- DIRECTIONS FOR THIS TASK
Rewrite the records below, swapping "eyeglasses" for "sunglasses" wherever it appears and keeping everything else unchanged. Leave the pictures out of your answer.
-- start MATERIAL PROVIDED --
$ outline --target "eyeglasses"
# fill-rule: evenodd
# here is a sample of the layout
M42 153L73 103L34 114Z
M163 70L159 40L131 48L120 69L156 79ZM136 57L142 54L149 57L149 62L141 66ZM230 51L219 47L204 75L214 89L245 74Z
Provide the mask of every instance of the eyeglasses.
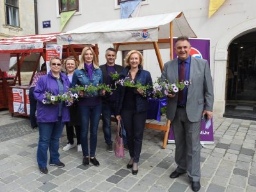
-- end MATERIAL PROVIDED --
- FINAL RESULT
$ outline --target "sunglasses"
# fill-rule: evenodd
# here is a sample of the layout
M42 153L73 103L34 114Z
M163 70L159 40L131 48L120 69L156 79ZM136 57L142 54L149 57L149 62L141 66ZM230 51L219 47L204 75L214 89L245 74Z
Provide the mask of every instance of the sunglasses.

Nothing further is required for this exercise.